- **SUPPLIED RECORDS**:

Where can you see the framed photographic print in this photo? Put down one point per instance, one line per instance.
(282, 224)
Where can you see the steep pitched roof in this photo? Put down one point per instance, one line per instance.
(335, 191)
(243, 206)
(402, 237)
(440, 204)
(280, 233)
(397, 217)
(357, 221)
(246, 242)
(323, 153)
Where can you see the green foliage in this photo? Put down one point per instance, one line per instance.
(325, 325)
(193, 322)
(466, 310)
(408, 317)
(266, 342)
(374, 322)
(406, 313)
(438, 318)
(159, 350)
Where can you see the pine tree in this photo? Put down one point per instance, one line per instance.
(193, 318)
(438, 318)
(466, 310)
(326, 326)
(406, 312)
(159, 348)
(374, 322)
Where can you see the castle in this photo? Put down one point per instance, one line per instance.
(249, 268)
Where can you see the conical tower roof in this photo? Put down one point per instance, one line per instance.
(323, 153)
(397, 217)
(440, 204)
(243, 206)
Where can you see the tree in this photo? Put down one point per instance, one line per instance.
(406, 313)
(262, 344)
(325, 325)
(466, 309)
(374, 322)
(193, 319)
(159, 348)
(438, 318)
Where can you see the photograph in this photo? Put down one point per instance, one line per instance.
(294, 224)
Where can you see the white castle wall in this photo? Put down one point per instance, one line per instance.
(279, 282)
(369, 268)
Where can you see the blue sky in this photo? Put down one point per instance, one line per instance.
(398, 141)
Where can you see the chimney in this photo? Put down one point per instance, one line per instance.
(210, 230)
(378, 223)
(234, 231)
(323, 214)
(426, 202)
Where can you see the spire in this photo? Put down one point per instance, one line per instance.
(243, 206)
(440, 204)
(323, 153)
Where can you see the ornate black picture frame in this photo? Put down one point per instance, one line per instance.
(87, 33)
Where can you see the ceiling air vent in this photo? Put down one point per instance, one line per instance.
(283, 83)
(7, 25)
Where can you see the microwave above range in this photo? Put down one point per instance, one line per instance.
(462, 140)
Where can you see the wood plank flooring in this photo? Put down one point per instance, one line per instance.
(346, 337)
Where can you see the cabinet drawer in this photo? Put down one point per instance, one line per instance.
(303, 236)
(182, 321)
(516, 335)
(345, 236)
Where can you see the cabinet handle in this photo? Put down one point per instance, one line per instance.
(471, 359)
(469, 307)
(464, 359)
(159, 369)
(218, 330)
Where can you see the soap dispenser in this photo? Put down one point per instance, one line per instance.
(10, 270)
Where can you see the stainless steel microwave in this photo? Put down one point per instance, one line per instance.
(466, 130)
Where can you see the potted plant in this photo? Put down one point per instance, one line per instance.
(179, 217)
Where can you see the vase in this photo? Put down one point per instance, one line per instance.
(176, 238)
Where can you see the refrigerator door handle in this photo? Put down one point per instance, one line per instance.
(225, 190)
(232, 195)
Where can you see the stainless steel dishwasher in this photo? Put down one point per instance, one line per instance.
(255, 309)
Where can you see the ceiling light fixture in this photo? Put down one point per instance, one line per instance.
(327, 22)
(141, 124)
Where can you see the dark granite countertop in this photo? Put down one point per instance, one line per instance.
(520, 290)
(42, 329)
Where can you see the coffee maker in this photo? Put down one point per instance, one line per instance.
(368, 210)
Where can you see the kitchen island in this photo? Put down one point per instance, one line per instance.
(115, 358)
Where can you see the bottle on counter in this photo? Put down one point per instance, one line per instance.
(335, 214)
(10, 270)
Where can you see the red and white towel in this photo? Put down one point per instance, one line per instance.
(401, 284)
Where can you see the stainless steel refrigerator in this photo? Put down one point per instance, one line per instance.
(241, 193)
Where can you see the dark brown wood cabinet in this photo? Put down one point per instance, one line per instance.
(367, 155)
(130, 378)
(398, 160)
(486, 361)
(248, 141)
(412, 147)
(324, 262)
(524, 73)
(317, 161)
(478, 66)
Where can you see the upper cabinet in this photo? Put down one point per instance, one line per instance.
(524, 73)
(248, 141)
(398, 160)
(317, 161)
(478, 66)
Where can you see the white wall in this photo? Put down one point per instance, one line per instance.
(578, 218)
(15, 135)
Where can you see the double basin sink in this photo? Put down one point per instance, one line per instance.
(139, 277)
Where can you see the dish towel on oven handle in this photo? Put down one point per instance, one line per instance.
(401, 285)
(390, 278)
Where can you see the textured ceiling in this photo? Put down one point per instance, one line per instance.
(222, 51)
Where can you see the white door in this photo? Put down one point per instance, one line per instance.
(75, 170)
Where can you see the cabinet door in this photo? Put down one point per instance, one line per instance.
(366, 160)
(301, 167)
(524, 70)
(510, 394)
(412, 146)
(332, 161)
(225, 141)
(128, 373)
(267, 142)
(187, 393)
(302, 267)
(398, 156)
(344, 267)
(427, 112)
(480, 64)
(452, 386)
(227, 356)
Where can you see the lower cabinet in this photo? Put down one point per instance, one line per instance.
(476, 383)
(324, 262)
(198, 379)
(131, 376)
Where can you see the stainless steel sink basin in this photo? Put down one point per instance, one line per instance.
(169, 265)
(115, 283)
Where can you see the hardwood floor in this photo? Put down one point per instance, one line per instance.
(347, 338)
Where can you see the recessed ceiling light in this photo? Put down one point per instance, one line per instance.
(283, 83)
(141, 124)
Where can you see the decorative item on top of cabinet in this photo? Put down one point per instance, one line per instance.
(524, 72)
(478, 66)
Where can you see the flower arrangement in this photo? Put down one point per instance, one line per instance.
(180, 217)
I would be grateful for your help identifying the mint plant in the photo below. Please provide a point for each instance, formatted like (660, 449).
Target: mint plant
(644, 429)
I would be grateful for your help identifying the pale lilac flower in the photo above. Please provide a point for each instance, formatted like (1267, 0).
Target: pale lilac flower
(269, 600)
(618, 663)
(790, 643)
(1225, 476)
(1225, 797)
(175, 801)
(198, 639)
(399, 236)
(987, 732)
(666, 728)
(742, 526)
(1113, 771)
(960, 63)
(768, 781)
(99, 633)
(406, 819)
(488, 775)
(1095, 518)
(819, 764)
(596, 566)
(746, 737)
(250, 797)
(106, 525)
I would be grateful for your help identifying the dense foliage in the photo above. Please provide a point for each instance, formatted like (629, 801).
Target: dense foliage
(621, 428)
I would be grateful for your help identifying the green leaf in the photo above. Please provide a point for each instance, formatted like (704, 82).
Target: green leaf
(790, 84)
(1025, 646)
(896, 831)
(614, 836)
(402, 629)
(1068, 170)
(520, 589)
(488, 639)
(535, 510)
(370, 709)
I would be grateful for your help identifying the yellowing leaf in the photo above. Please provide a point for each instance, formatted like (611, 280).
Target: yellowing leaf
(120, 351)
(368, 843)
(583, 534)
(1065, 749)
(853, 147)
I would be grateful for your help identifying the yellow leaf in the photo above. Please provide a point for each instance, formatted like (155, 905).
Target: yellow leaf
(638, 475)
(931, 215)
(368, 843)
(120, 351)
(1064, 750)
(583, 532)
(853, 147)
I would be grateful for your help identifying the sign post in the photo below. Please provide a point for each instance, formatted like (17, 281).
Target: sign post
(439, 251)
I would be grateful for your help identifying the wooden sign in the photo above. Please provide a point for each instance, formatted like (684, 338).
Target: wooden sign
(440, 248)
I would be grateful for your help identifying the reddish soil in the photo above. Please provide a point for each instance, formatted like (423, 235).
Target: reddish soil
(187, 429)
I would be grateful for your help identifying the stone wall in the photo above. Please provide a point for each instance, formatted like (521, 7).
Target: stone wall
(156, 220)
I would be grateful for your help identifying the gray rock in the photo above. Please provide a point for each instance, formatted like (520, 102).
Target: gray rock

- **DESCRIPTION OF THE TASK**:
Go through the records above and copy every line holding the word "gray".

- **OUTPUT BELOW**:
I would be grateful for your help identifying the gray rock in the photo above. Please provide a point for each instance, formatted like (520, 102).
Target: gray rock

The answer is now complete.